Wednesday, 27 April 2011

Completion tasks - the easy way

One of the good things about doing things in public – people point out when you’ve missed a trick.

Just the other day, I was moaning about how Task seemed too tightly coupled to schedulers, and wouldn’t it be great if you could have a Task that just allowed you to indicate success/failure – I even went so far as to write some experimental code to do just that.

So you can predict what comes next; it already existed – I just didn’t know about it. I give you TaskCompletionSource<T>, which has SetResult(…), SetException(…) and a Task property. Everything I need (except maybe support for result-free tasks, but I can work around that).

And wouldn’t you believe it, the TPL folks shine again, easily doubling my lousy performance, and trebling (or more) the performance compared to “faking it” via RunSynchronously:

Future (uncontested): 1976ms // my offering
Task (uncontested): 4149ms // TPL Task via RunSynchronously
Source (uncontested): 765ms // via TaskCompletionSource
Future (contested): 5608ms
Task (contested): 6982ms
Source (contested): 2389ms


I am hugely indebted to Sam Jack, who corrected me via a comment on the blog entry. Cheers!

Monday, 25 April 2011

Musings on async

OUT OF DATE: SEE UPDATE


For BookSleeve, I wanted an API that would work with current C#/.NET, but which would also mesh directly into C# 5 with the async/await pattern. The obvious option there was the Task API, which is familiar to anyone who has used the TPL in .NET 4.0, but which gains extension methods with the Async CTP to enable async/await.

— ENTRIES SUPPLIED —
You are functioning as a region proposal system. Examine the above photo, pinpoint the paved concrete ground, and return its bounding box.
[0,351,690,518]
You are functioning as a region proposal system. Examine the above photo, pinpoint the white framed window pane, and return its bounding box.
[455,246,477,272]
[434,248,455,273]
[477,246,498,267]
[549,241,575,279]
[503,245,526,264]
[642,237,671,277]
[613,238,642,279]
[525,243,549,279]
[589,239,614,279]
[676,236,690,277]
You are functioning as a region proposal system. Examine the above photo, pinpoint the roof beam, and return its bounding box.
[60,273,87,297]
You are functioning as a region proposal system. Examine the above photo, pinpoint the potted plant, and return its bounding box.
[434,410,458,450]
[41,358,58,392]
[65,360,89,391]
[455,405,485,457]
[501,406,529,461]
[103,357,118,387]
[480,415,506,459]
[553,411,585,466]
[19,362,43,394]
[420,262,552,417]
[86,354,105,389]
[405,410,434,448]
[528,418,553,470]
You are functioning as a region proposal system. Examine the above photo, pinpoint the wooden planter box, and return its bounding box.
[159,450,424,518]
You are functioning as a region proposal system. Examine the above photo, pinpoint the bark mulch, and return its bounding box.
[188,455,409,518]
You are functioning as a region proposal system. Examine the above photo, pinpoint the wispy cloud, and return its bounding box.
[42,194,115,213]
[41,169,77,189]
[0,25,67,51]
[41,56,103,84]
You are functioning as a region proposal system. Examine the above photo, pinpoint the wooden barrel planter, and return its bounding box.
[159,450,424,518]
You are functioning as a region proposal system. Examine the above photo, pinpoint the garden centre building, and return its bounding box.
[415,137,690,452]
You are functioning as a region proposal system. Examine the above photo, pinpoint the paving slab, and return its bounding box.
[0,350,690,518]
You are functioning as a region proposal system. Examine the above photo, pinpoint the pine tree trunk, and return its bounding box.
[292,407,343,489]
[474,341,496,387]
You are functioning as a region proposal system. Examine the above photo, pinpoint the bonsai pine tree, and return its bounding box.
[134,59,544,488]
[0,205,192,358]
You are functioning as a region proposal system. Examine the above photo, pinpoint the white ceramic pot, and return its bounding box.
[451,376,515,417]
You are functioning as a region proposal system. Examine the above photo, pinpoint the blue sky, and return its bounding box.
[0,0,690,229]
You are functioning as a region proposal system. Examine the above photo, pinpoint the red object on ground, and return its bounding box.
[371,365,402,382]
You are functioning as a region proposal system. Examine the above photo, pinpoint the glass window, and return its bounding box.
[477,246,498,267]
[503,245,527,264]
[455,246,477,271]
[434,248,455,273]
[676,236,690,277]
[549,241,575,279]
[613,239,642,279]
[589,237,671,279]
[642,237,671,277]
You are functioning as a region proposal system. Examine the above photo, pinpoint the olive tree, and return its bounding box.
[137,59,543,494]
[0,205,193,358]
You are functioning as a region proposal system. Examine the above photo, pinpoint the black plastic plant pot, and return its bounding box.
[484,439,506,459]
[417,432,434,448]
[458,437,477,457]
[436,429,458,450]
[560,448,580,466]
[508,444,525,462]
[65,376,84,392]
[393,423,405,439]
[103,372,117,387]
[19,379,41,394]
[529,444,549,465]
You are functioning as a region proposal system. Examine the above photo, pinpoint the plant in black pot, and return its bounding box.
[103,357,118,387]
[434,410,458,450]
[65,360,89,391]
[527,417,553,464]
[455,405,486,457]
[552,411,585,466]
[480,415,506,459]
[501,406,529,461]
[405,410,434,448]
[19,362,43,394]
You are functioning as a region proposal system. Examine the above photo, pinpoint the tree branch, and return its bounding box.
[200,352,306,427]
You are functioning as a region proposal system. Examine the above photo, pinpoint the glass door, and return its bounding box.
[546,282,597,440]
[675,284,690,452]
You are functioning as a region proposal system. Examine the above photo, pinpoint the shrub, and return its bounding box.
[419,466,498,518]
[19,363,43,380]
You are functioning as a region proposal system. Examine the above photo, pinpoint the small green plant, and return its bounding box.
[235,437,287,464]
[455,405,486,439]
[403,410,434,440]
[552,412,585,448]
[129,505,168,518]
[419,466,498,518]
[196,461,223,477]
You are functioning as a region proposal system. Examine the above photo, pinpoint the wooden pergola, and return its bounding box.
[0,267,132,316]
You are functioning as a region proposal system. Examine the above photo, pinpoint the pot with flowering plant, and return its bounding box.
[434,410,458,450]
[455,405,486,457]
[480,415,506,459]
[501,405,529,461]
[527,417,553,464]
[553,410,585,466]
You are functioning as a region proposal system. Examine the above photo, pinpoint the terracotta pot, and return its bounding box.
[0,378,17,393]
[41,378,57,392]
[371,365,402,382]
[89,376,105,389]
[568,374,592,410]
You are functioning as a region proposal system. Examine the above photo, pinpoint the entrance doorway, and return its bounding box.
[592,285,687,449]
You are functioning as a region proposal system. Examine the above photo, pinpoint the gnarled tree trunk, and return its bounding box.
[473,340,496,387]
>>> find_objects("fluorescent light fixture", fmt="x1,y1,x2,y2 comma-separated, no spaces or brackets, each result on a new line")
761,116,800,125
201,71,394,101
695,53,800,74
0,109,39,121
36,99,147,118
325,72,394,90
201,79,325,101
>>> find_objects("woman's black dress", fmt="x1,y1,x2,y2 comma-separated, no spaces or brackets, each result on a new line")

— TASK INSTRUCTIONS —
1. Duplicate the passage of the completion-tasks post starting with "Wednesday, 27 April" and going on through "do just that.".
2. For each statement, say whether the completion-tasks post agrees, answering yes or no and quoting the deciding words: (a) TaskCompletionSource<T> offers a SetException method; (b) the contested Source run took 765ms; (c) Sam Jack made the correction through a comment on the blog entry.
The entries above have no connection to the completion-tasks post.

— TASK RESULTS —
1.
Wednesday, 27 April 2011

Completion tasks - the easy way

One of the good things about doing things in public – people point out when you’ve missed a trick.

Just the other day, I was moaning about how Task seemed too tightly coupled to schedulers, and wouldn’t it be great if you could have a Task that just allowed you to indicate success/failure – I even went so far as to write some experimental code to do just that.

2.
(a) Yes: "which has SetResult(…), SetException(…) and a Task property"
(b) No: "Source (contested): 2389ms"
(c) Yes: "I am hugely indebted to Sam Jack, who corrected me via a comment on the blog entry."